[PROBLEM DETAILS]
The lines to extract begin at the one containing "the sun, one per instance" and run to the end of the listing; set them down exactly and alone.

[DATA FOR PROCESSING]

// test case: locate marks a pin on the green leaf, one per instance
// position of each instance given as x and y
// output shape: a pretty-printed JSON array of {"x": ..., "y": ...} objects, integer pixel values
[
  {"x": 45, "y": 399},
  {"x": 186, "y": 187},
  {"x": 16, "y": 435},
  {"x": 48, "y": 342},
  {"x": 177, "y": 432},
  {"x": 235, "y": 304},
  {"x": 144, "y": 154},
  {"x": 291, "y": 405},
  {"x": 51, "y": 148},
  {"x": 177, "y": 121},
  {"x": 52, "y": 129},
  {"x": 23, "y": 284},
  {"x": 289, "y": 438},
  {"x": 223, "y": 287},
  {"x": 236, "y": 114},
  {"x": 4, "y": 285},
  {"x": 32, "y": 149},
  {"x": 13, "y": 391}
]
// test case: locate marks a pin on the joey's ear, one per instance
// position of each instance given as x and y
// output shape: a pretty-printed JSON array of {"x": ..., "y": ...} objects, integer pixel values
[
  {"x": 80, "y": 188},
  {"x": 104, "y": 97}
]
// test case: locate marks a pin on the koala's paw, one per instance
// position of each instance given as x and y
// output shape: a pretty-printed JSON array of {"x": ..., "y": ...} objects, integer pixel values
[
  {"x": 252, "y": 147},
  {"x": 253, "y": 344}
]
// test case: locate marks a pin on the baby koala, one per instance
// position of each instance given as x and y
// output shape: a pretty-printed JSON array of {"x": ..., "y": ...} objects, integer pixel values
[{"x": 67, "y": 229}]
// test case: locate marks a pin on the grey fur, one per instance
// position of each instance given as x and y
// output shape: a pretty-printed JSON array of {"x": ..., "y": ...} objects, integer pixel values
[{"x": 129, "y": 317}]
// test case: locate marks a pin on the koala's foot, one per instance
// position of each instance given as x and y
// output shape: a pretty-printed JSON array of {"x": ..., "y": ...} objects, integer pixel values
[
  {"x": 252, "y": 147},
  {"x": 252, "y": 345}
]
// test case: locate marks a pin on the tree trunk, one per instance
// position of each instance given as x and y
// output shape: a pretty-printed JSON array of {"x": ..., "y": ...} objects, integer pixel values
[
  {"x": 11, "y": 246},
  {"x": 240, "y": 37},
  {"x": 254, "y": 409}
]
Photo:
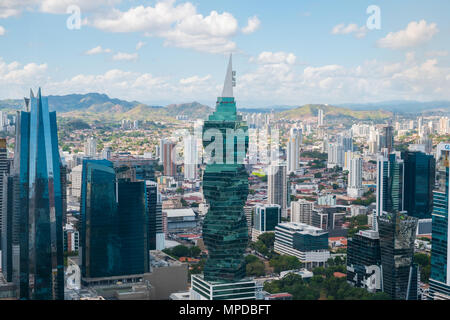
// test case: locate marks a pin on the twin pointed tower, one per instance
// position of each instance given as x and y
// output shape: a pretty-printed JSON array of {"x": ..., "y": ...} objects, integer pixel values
[{"x": 225, "y": 187}]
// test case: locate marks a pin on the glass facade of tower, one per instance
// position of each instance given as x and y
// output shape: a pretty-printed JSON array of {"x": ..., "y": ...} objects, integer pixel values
[
  {"x": 132, "y": 225},
  {"x": 37, "y": 217},
  {"x": 225, "y": 187},
  {"x": 98, "y": 208},
  {"x": 419, "y": 182},
  {"x": 267, "y": 217},
  {"x": 364, "y": 260},
  {"x": 440, "y": 278},
  {"x": 114, "y": 233},
  {"x": 397, "y": 233}
]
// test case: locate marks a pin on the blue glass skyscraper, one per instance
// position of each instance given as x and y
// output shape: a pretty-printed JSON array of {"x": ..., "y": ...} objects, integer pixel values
[
  {"x": 114, "y": 226},
  {"x": 440, "y": 256},
  {"x": 38, "y": 240}
]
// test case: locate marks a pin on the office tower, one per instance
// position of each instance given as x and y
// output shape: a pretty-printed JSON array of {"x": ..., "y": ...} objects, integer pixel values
[
  {"x": 440, "y": 256},
  {"x": 330, "y": 219},
  {"x": 309, "y": 244},
  {"x": 225, "y": 188},
  {"x": 249, "y": 210},
  {"x": 320, "y": 117},
  {"x": 355, "y": 188},
  {"x": 346, "y": 141},
  {"x": 277, "y": 192},
  {"x": 293, "y": 150},
  {"x": 419, "y": 178},
  {"x": 397, "y": 233},
  {"x": 336, "y": 155},
  {"x": 168, "y": 157},
  {"x": 8, "y": 227},
  {"x": 133, "y": 228},
  {"x": 154, "y": 207},
  {"x": 63, "y": 174},
  {"x": 114, "y": 232},
  {"x": 266, "y": 218},
  {"x": 4, "y": 171},
  {"x": 364, "y": 260},
  {"x": 190, "y": 158},
  {"x": 386, "y": 138},
  {"x": 37, "y": 220},
  {"x": 98, "y": 209},
  {"x": 390, "y": 176},
  {"x": 90, "y": 147},
  {"x": 106, "y": 153},
  {"x": 301, "y": 211},
  {"x": 75, "y": 177}
]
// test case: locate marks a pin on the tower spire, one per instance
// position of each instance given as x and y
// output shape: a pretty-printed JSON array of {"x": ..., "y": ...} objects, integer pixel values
[{"x": 229, "y": 81}]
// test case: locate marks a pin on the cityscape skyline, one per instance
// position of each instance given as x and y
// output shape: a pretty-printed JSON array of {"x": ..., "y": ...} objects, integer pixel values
[{"x": 152, "y": 56}]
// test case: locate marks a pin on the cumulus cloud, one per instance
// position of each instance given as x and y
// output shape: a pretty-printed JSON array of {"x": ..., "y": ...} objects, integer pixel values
[
  {"x": 268, "y": 57},
  {"x": 139, "y": 45},
  {"x": 97, "y": 50},
  {"x": 415, "y": 34},
  {"x": 359, "y": 32},
  {"x": 179, "y": 24},
  {"x": 123, "y": 56},
  {"x": 194, "y": 80},
  {"x": 10, "y": 8},
  {"x": 252, "y": 25}
]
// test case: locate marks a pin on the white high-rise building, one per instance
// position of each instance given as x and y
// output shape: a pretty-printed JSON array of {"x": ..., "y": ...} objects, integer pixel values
[
  {"x": 355, "y": 188},
  {"x": 190, "y": 158},
  {"x": 301, "y": 211},
  {"x": 75, "y": 176},
  {"x": 277, "y": 187},
  {"x": 320, "y": 117},
  {"x": 293, "y": 150},
  {"x": 90, "y": 148}
]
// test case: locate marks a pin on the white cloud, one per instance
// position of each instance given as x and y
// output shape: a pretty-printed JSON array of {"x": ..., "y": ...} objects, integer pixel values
[
  {"x": 441, "y": 53},
  {"x": 139, "y": 45},
  {"x": 10, "y": 8},
  {"x": 252, "y": 25},
  {"x": 359, "y": 32},
  {"x": 180, "y": 25},
  {"x": 415, "y": 34},
  {"x": 97, "y": 50},
  {"x": 60, "y": 6},
  {"x": 123, "y": 56},
  {"x": 194, "y": 80},
  {"x": 267, "y": 57}
]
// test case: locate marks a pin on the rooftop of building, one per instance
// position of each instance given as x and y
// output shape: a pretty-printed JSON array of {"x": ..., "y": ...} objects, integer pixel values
[
  {"x": 174, "y": 213},
  {"x": 300, "y": 228}
]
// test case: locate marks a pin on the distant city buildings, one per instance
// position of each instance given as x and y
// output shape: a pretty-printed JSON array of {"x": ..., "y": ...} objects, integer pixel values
[
  {"x": 364, "y": 261},
  {"x": 309, "y": 244},
  {"x": 397, "y": 233},
  {"x": 277, "y": 191},
  {"x": 266, "y": 218}
]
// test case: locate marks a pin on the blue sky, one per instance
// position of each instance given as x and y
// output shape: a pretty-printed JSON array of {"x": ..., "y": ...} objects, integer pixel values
[{"x": 285, "y": 52}]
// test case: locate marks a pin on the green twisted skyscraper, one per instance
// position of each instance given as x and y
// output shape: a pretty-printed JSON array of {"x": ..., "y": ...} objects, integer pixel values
[{"x": 225, "y": 187}]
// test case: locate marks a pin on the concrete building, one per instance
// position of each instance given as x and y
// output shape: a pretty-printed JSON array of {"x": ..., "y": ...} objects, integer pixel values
[
  {"x": 266, "y": 218},
  {"x": 201, "y": 289},
  {"x": 301, "y": 211},
  {"x": 355, "y": 188},
  {"x": 277, "y": 192},
  {"x": 309, "y": 244},
  {"x": 180, "y": 220}
]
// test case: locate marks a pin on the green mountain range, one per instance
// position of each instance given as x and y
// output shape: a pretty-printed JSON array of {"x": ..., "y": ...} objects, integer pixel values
[
  {"x": 332, "y": 111},
  {"x": 99, "y": 107}
]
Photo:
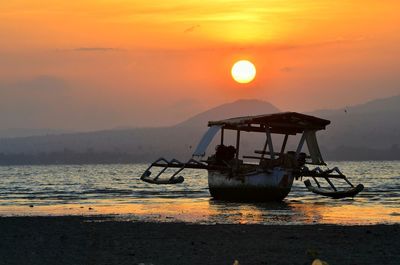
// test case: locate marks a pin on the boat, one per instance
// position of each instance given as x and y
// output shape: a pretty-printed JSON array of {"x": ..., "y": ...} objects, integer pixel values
[{"x": 266, "y": 175}]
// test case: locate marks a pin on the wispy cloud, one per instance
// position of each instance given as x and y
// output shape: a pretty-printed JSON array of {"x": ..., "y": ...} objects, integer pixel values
[
  {"x": 191, "y": 29},
  {"x": 95, "y": 49}
]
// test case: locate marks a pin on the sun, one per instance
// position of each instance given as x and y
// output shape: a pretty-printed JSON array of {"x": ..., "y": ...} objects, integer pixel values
[{"x": 243, "y": 71}]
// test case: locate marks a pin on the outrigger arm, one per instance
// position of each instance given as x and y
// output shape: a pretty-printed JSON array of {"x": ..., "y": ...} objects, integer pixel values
[{"x": 174, "y": 163}]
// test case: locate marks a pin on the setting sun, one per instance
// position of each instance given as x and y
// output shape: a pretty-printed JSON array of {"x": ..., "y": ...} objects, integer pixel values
[{"x": 243, "y": 71}]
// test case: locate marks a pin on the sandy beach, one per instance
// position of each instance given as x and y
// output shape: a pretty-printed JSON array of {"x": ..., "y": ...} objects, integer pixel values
[{"x": 98, "y": 240}]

[OUTPUT OF THE TASK]
// test case: locate marks a pin on the sun, one per instance
// position of each instance given as x and y
// output shape: a pretty-printed JSON array of {"x": ..., "y": ...} objects, integer pixel values
[{"x": 243, "y": 71}]
// test case: locate marks a pin on the outrigger arm, one per instance
// position of each instance given as x and y
// output shape: a pretty-printed JSON array of {"x": ..., "y": ...} objects, integer pixel values
[{"x": 174, "y": 163}]
// test case: locate marks a pin on the setting sun, one per instance
// position of each instance given as x and y
// output shape: a pretty-printed JSON array of {"x": ..., "y": ...} objects, integer pixel values
[{"x": 243, "y": 71}]
// test case: locate marks a pin on the sandy beach, one per instance
// position of each instance given as x and y
// output shape: a pretty-printed JSON array of {"x": ..., "y": ...} objects, integer pixel values
[{"x": 98, "y": 240}]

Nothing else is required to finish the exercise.